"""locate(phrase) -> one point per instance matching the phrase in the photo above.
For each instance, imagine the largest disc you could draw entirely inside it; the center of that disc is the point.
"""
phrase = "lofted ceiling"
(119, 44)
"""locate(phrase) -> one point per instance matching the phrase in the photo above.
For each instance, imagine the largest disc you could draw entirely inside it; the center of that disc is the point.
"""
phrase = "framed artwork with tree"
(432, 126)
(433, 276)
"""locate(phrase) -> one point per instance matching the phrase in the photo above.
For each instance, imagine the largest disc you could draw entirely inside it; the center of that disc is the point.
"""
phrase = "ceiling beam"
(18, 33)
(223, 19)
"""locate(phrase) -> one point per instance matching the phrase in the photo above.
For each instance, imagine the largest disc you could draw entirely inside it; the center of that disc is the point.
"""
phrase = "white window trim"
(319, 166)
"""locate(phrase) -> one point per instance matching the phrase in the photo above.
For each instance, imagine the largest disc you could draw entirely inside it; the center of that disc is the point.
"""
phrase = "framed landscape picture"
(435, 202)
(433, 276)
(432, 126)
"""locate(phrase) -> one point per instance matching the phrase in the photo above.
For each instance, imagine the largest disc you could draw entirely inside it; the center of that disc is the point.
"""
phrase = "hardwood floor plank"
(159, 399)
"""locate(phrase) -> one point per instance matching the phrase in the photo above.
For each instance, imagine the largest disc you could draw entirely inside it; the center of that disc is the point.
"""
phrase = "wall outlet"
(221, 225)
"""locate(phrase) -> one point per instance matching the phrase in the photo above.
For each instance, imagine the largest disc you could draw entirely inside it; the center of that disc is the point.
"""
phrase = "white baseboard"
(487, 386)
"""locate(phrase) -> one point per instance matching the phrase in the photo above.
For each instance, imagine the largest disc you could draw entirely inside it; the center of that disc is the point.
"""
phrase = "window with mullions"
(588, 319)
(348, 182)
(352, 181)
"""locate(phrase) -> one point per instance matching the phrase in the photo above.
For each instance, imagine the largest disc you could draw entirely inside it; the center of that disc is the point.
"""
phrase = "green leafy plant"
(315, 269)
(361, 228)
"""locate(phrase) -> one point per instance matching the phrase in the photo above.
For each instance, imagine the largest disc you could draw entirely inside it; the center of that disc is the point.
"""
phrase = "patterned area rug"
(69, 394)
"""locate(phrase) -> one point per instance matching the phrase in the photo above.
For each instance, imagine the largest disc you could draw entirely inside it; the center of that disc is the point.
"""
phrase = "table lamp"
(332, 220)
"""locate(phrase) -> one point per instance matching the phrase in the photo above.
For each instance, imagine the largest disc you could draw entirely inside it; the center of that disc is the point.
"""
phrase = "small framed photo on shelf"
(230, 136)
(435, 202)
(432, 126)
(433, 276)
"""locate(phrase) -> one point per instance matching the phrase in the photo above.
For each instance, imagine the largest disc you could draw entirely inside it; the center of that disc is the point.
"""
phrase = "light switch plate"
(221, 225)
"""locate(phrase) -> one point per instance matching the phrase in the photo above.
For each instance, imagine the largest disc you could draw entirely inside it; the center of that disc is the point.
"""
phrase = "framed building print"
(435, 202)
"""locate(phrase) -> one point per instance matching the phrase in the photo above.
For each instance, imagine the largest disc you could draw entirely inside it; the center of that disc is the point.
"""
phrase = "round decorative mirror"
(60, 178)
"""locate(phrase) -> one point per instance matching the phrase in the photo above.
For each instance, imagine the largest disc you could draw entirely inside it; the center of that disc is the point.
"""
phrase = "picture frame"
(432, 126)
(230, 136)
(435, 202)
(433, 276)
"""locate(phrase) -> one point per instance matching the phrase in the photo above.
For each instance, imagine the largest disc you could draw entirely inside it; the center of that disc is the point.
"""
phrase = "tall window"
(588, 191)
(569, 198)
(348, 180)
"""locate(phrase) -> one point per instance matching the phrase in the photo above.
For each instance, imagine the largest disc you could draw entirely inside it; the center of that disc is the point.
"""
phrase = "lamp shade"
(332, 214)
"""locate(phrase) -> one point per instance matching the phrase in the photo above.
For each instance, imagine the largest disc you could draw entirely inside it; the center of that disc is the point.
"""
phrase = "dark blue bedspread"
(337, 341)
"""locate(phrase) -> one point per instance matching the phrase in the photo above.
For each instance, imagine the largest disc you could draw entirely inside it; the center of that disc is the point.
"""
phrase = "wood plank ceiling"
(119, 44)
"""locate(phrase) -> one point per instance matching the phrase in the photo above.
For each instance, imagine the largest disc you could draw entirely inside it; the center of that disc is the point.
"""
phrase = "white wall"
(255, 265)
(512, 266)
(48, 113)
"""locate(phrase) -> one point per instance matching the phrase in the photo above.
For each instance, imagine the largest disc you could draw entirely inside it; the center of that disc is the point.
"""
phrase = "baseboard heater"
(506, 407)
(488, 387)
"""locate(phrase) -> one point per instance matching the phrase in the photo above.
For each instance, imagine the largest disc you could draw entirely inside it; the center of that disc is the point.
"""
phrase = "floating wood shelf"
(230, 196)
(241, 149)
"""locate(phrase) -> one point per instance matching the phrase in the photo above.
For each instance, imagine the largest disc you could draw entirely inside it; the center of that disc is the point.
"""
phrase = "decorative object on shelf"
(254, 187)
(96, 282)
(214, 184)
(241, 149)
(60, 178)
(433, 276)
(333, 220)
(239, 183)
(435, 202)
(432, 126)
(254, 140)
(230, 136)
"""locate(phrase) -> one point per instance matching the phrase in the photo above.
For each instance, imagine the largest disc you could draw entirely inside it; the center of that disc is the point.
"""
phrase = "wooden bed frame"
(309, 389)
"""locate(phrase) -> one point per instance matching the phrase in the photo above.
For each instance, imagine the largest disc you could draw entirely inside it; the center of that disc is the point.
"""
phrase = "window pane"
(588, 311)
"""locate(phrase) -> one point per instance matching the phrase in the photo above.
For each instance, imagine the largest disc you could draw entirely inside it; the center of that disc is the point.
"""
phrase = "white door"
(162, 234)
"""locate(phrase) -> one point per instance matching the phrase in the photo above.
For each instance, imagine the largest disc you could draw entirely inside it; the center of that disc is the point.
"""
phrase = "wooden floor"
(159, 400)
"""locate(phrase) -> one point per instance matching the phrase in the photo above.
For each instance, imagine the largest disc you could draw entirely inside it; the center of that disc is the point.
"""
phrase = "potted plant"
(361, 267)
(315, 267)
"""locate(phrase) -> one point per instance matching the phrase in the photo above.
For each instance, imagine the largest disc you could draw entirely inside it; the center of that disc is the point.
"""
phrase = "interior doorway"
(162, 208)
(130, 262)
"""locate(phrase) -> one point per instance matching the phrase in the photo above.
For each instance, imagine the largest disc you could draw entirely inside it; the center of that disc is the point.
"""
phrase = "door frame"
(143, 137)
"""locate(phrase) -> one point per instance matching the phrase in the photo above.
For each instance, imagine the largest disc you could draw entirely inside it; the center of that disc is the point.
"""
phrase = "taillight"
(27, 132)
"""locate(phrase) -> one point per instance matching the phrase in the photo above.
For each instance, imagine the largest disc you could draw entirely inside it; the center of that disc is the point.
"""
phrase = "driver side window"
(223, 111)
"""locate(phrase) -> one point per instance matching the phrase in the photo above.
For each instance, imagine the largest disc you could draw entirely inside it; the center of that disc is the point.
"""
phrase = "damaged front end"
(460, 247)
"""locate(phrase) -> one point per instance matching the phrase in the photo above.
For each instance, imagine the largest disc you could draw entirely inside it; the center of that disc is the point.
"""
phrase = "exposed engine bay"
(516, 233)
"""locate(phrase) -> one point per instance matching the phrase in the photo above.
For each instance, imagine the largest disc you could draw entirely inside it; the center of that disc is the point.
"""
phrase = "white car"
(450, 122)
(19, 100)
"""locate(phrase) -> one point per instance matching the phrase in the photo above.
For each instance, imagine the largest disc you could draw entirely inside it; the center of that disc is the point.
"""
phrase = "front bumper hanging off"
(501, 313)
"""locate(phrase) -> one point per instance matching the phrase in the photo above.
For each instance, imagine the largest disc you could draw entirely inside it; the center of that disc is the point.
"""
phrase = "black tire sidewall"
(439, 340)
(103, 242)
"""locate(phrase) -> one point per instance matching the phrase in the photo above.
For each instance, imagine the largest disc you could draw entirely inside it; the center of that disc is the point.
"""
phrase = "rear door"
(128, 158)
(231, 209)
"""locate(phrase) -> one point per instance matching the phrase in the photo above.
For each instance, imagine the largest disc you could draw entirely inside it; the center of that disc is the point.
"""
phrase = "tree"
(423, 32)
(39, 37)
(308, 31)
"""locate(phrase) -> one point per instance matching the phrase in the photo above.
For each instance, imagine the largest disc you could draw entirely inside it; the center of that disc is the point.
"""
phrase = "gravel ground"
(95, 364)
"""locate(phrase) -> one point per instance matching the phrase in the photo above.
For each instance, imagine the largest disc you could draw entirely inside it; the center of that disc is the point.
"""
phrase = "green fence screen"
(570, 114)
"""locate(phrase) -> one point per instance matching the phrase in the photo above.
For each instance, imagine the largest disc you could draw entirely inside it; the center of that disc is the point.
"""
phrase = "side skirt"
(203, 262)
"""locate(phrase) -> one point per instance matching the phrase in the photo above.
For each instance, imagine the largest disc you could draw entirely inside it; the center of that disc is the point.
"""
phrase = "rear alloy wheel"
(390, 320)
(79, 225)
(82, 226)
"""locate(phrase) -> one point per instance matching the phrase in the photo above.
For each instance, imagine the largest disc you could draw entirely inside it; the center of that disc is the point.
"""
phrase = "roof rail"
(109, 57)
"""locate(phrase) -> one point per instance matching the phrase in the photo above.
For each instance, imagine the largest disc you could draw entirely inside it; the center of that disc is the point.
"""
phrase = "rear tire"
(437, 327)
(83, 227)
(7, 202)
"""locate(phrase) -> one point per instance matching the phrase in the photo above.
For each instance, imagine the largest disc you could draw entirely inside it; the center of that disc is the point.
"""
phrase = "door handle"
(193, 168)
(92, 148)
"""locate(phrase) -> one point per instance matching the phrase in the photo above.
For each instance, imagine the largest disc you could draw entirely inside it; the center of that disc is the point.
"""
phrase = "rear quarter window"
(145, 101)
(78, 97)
===
§ **TASK STATEMENT**
Gather each line of the records that contains the string "ceiling". Case counts.

§ **RESULT**
phrase = "lofted ceiling"
phrase = "ceiling beam"
phrase = "wood plank ceiling"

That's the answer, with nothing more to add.